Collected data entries
..........

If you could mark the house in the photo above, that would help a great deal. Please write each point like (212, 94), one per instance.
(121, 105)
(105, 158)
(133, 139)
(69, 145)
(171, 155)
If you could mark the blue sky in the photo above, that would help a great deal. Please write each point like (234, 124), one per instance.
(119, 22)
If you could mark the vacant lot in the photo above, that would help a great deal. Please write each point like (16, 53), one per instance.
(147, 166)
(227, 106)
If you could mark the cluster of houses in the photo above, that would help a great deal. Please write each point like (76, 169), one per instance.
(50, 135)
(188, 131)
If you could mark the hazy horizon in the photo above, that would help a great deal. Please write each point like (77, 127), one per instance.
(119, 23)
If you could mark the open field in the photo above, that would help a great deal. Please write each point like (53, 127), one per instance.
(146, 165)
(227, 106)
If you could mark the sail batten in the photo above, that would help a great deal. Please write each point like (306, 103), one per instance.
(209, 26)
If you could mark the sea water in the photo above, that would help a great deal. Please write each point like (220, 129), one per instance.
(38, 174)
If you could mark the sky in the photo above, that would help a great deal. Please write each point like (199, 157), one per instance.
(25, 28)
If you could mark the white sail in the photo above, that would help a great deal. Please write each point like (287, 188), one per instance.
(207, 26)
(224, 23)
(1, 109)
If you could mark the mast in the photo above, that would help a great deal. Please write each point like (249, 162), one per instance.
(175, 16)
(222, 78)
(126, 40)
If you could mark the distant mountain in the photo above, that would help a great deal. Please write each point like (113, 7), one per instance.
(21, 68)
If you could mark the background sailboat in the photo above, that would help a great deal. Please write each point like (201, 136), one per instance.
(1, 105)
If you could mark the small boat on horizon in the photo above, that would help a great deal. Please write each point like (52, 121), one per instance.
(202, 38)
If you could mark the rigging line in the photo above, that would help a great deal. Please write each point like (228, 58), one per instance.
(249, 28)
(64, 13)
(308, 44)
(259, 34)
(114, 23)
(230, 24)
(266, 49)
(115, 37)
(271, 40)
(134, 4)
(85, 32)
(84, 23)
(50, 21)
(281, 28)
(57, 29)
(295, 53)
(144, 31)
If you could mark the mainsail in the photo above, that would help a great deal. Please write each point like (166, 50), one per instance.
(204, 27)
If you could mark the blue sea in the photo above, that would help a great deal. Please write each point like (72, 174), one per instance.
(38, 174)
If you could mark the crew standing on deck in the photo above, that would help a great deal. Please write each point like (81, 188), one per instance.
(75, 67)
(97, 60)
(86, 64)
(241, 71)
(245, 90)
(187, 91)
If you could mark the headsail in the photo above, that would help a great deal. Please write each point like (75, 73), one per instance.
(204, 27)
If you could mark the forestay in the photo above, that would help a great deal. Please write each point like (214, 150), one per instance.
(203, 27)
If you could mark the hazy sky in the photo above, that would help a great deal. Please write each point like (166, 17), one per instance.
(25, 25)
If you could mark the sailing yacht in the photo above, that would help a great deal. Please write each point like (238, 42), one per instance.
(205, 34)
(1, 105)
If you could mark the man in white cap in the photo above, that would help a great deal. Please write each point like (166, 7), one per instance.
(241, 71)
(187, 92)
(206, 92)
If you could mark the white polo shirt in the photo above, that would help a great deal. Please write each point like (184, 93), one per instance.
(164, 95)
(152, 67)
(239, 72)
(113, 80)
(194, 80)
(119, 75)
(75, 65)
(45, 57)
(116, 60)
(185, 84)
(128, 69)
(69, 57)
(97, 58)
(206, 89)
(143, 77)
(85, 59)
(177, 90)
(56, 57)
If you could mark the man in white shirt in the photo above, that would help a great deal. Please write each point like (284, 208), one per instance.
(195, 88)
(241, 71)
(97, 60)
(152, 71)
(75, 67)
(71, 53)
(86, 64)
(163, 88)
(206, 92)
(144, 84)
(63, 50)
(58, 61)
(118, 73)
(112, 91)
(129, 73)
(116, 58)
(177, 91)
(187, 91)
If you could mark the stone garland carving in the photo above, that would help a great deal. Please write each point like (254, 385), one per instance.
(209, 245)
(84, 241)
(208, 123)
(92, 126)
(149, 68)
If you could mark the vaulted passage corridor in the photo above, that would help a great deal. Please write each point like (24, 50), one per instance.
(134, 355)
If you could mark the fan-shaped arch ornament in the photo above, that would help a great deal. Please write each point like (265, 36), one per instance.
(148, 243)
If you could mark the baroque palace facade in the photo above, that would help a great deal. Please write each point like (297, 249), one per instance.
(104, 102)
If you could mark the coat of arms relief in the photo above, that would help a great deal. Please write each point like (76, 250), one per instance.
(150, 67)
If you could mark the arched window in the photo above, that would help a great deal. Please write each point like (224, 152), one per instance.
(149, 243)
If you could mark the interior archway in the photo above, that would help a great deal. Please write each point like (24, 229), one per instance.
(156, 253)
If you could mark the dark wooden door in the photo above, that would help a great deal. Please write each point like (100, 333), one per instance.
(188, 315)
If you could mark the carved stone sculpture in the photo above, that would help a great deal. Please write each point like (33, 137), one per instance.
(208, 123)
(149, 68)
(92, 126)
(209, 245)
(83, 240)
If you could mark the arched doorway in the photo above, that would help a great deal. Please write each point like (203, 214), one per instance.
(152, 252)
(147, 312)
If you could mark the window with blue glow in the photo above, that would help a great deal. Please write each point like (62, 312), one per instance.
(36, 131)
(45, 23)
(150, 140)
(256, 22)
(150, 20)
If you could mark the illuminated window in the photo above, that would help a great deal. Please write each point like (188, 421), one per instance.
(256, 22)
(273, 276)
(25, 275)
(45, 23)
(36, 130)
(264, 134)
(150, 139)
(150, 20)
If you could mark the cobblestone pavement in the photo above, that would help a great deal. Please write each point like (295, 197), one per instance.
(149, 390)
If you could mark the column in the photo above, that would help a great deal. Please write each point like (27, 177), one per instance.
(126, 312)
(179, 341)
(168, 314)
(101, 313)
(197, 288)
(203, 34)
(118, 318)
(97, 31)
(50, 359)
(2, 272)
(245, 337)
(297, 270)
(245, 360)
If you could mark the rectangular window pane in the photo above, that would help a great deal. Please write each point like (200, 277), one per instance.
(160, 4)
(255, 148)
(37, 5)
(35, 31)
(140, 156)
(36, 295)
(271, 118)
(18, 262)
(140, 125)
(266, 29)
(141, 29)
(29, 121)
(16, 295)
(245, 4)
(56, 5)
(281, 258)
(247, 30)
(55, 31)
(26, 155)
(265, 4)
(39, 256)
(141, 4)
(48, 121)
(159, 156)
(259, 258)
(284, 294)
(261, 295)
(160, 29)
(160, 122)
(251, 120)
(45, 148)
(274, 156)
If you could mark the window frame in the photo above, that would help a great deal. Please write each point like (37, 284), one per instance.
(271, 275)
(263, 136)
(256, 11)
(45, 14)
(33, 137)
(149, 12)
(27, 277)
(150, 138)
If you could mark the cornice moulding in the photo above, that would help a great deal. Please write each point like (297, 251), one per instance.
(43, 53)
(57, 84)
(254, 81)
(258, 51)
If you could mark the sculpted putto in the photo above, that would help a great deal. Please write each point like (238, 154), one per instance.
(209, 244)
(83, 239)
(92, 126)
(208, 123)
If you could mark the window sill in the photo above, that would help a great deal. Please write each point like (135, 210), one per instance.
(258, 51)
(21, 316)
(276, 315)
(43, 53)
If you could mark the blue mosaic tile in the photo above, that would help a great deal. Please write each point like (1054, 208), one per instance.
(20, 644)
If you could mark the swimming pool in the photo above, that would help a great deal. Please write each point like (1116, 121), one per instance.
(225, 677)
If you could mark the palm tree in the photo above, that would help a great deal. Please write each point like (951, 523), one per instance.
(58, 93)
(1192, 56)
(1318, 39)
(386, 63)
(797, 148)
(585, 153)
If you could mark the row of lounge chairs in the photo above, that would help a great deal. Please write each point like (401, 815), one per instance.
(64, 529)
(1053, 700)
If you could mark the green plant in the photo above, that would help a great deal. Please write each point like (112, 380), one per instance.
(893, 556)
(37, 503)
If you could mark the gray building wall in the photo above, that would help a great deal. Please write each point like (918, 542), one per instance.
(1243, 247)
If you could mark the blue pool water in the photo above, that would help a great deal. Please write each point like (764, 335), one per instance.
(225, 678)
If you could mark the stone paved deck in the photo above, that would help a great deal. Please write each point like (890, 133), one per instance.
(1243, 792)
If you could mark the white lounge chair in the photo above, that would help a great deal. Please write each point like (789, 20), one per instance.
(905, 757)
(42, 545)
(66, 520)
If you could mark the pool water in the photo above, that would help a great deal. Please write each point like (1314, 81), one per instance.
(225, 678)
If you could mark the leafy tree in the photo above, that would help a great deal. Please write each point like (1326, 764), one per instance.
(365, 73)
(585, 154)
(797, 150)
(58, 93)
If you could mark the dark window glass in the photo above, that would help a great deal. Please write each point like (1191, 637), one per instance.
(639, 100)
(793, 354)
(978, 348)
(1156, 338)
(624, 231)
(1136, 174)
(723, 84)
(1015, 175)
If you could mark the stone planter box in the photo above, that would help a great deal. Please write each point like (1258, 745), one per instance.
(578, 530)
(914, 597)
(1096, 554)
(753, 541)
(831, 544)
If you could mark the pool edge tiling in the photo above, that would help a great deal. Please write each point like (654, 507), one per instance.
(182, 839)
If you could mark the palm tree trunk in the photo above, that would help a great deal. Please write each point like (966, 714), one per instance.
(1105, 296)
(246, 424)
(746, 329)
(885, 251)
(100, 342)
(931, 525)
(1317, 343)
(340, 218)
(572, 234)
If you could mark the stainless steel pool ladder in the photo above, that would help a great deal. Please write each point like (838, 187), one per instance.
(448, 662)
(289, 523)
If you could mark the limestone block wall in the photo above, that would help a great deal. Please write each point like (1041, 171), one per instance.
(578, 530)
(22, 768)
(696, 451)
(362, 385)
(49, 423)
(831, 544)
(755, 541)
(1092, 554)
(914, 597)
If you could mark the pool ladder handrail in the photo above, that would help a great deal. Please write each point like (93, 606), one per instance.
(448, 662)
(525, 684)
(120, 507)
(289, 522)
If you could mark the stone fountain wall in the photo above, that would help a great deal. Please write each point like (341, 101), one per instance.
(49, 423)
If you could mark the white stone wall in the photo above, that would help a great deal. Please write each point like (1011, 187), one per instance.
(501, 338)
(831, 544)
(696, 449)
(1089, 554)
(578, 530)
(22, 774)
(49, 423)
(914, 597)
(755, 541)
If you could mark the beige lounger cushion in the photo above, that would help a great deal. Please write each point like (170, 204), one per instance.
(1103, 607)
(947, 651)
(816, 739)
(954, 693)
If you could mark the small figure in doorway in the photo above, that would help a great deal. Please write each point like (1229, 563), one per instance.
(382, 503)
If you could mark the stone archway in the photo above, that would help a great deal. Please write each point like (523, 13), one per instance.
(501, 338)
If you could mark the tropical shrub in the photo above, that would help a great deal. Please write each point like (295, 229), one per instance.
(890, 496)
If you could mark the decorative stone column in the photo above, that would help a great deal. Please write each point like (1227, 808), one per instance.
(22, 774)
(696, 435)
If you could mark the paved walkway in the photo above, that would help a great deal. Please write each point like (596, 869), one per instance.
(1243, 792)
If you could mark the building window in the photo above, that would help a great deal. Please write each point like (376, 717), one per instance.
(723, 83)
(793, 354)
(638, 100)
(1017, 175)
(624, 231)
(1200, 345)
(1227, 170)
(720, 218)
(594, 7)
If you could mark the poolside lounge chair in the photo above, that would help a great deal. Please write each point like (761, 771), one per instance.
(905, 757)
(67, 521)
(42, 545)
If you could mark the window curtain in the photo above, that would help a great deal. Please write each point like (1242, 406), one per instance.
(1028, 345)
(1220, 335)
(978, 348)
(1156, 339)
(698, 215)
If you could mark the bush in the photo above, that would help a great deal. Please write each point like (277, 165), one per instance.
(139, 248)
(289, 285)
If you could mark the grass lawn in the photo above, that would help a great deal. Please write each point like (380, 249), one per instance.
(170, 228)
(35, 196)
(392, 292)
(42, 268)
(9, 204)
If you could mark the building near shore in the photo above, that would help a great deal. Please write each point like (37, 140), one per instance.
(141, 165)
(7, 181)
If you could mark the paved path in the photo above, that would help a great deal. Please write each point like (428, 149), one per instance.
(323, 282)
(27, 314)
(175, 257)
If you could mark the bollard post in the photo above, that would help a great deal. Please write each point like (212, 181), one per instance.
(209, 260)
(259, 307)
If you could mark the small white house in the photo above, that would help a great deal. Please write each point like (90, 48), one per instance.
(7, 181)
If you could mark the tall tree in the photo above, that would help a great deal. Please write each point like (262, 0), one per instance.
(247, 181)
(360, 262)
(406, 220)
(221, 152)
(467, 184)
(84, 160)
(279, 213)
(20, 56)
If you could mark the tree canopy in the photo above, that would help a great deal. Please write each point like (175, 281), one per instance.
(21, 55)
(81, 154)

..........

**What you should do:**
Repeat exactly the lines from the line containing "If you could mark the building near" through the end of the listing above; both boundary lines are part of the output.

**Result of the exercise:**
If you could mark the building near shore in the photo above, that would help a great deal. Please write each point like (37, 140), one per instance.
(141, 165)
(7, 181)
If you could mark the paved path in the photo above, that would help a great deal. Please write each point like (428, 149), one per instance.
(323, 282)
(27, 314)
(175, 257)
If you could mark the bollard post in the photo above, that would help a great deal. Please write each point like (212, 181), one per instance.
(209, 260)
(259, 307)
If you could mark the small white house in the photo above, that would help a great deal. Please write each point like (90, 48), one per instance.
(7, 181)
If you could mark the tall tree in the photo above, that would help a great deal. Please write each point like (262, 0), one per instance.
(247, 181)
(360, 262)
(406, 220)
(221, 152)
(467, 184)
(84, 160)
(279, 213)
(20, 56)
If you could mark the tree canopy in the photo above, that would help a great deal. Please write each point like (175, 281), one per instance.
(21, 55)
(81, 154)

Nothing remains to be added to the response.